▸ Task instructions: Reproduce the sweet potato text from "The same CALS" to "of the nation’s.".

▸ Quoted passage:
===

Ken Pecota in a sweet potato field.

Beneath your feet is a hidden world, vital for human survival. CALS scientists are digging deep to find solutions for everything from water quality to food security.

Building A Better Sweet Potato

The same CALS plant breeders who developed the popular Covington sweet potato have come up with another variety that could benefit North Carolina growers.

Covington, released in 2005 by Craig Yencho and Ken Pecota, makes up about 90 percent of the state’s sweet- potato acreage and 20 percent of the nation’s.

Yencho said the new variety — known for now as NC 05-198 — probably won’t dominate acreage the way Covington has. That’s because the new variety may not ship or store as well as Covington.

However, NC 05-198 has nice storage roots and can be planted and harvested earlier than Covington. If farmers grow the two varieties together, they can extend their growing season and, thus, use labor more efficiently.

NC 05-198 has another plus: It’s less susceptible to internal necrosis, a stress response that creates brown spots inside the part of the plant we eat — the storage root.

“We expect NC 05-198 to be complementary to Covington, and we hope growers will give it a try,” said Yencho, William Neal Reynolds Distinguished Professor of Horticultural Science. “It should be a good fit for the early, fresh market window.”

===

▸ Data listing:
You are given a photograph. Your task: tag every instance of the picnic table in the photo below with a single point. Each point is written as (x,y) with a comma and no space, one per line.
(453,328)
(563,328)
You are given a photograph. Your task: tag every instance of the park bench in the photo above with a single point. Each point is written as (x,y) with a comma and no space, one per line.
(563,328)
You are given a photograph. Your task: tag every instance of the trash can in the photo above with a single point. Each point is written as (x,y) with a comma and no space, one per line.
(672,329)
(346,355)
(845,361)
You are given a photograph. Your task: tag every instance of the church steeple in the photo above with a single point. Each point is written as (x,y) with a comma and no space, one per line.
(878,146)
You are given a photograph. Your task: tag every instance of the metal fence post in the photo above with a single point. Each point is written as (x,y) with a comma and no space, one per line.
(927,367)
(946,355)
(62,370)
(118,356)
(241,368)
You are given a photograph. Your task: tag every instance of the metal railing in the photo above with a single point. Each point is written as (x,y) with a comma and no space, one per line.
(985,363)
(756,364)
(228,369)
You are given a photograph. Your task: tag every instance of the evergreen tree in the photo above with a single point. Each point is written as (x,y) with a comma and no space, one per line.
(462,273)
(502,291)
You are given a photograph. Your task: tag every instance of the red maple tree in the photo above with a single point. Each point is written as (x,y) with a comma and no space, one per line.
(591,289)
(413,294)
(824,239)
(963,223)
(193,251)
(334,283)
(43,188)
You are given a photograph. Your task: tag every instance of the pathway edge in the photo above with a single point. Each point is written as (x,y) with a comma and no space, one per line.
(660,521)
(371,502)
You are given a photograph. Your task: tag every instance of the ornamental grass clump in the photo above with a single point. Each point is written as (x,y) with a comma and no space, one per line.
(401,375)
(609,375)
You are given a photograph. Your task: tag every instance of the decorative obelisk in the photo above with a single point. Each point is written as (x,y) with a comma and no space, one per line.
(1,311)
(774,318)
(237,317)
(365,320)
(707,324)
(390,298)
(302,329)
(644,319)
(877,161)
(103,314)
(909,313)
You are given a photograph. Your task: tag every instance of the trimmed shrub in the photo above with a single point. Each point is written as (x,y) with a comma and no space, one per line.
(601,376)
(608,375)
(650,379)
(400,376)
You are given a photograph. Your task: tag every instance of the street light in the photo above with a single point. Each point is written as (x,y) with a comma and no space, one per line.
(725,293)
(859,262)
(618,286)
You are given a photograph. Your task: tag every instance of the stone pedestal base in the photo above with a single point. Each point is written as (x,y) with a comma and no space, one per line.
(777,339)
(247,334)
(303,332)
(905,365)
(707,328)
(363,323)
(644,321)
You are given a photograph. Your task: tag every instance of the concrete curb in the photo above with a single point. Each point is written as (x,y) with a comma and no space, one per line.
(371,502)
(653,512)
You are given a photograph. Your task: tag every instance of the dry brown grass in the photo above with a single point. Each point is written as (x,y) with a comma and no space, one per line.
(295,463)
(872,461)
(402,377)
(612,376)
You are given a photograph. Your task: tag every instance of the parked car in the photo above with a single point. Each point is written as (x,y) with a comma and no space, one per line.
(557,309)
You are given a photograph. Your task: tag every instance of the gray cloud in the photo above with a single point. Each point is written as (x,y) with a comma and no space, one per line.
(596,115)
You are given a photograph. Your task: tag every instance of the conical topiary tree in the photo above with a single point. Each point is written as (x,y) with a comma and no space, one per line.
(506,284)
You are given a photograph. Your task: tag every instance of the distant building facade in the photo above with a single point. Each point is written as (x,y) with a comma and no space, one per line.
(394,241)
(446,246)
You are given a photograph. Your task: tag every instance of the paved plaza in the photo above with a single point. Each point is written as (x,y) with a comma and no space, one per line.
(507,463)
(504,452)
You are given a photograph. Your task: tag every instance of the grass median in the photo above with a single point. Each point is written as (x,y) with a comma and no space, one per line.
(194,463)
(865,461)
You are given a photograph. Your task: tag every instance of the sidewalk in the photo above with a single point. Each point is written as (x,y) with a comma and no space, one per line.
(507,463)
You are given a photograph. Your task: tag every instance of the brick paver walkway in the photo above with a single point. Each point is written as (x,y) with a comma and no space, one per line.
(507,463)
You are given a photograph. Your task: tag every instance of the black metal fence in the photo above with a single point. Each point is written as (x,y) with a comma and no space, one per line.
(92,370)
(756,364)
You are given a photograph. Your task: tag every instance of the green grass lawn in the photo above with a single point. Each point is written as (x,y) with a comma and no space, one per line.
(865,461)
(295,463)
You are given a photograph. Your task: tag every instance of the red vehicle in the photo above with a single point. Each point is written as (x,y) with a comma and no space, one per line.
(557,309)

===

▸ Answer to this task:
The same CALS plant breeders who developed the popular Covington sweet potato have come up with another variety that could benefit North Carolina growers.

Covington, released in 2005 by Craig Yencho and Ken Pecota, makes up about 90 percent of the state’s sweet- potato acreage and 20 percent of the nation’s.